● Document segment
ECC vs non-ECC RAM and ZFS

pantss · Jan 19, 2015

I tried reading through a few pages here and there but I'm afraid I don't understand.

Does it mean that without ECC, you can lose ALL your data on ALL your drives despite them being a RAID1 configuration? Is there even RAID1 in ZFS systems? What's the point of RAID1 if memory can corrupt the entire pool? There are people who say that even ECC rams can fail, even though the failure rate is lower.

Is there a way to have a simple RAID1 setup with FREENAS without ECC rams?
How can I have an exact copy of my drive that I dump files into without worrying about data corruption or ECC rams etc?

marbus90 · Jan 19, 2015

The point of raid1 (called mirrorset in zfs) is data protection. ECC RAM can fail, but corrects itself in most cases and alerts for all cases. that way ZFS knows not to use that data and retry it.

And no, I'm not going to give advice on ZFS without ECC.

pantss · Jan 19, 2015

Correct me if I'm wrong, but the only other system is UFS right? Can I have UFS and non-ECC ram and keep my data safe?

marbus90 said:
The point of raid1 (called mirrorset in zfs) is data protection. ECC RAM can fail, but corrects itself in most cases and alerts for all cases. that way ZFS knows not to use that data and retry it.

● Data excerpt
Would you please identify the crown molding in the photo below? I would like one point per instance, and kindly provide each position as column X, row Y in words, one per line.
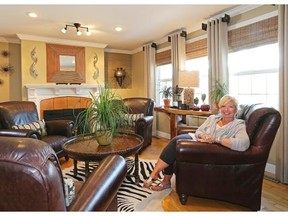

● Directive
According to the forum thread on ECC RAM and ZFS, what is RAID1 called in ZFS?

● Full solution
A mirrorset.